Anche la situazione dell’Irvo (Istituto regionale del vino e dell’olio), è assai curiosa. Coi bilanci perennemente in rosso, la Regione sgancia poco più di 5 milioni l’anno per sostenerlo. Ma le particolarità portate a galla nel suo report dal parlamentare M5s, sono parecchie: la prima è che su 61 dipendenti, 18 sono dirigenti. Le spese per il personale dipendente ammontano a 4 milioni e mezzo e costituiscono il 74% delle spese correnti. Uno sproposito. Inoltre, nel 2019 sono stati erogati 200 mila euro di indennità di risultato senza che sia stato mai accertato il raggiungimento degli obiettivi fissati dal piano della performance. Nell’ultima Legge Finanziaria, infine, sono stati stanziati 2 milioni per ovviare al depauperamento del fondo previdenziale che nessuno, fra i deputati, riesce a spiegarsi fino in fondo. Tra gli istituti che beneficiano delle attenzioni del governo Musumeci, non poteva mancare quello ippico, che negli ultimi tre anni ha rimesso in piedi la tenuta di Ambelia grazie a copiosi interventi delle casse regionali.

++++

◆ **OBIETTIVO**
Nel testo sull'Irvo, quanti dei 61 dipendenti dell'istituto sono dirigenti?

++++

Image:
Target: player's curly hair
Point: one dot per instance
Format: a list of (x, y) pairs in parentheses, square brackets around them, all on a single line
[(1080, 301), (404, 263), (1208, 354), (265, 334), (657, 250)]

++++

◆ **RISPOSTA COMPLETA**
18